Set exercise: Reproduce every line of the items below, including the requests, but scale each x and y coordinate in the answers by 0.55 and round to the nearest whole number, with halves rounding up.

◆ ◆ ◆ ◆

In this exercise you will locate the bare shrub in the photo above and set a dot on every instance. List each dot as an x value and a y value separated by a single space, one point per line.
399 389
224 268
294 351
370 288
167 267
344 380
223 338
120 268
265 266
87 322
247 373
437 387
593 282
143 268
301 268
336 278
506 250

◆ ◆ ◆ ◆

Solution to the problem:
In this exercise you will locate the bare shrub in the photo above and set a dot on every instance. List each dot as an x value and a y value separated by a single space, one point per line.
219 214
123 147
162 193
204 158
92 147
189 209
123 186
66 147
146 146
48 177
136 205
240 213
326 155
79 147
166 147
185 153
278 138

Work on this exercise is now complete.